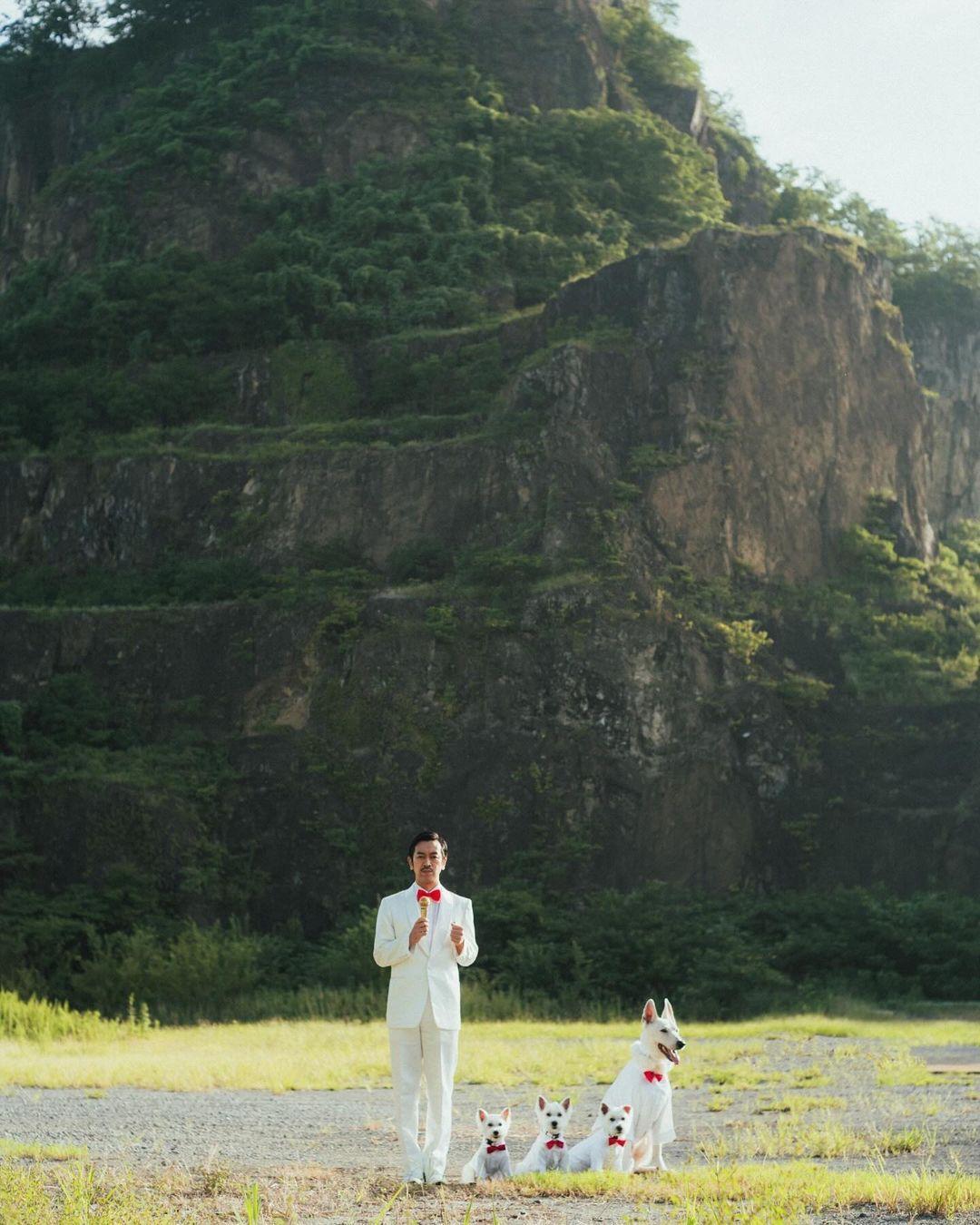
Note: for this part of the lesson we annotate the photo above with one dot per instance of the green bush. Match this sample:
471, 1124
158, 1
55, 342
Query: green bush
419, 561
489, 199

________________________________________

**Challenge**
Express the rows above as a JSON list of strings with one string per line, omitting blank lines and leaving out the pictures.

**Output of the exercise**
[
  "Note: for this part of the lesson we annotate the photo above with one dot per instance of the green bush. Match this sample:",
  "471, 1124",
  "158, 1",
  "55, 342",
  "Query: green bush",
  "419, 561",
  "489, 199"
]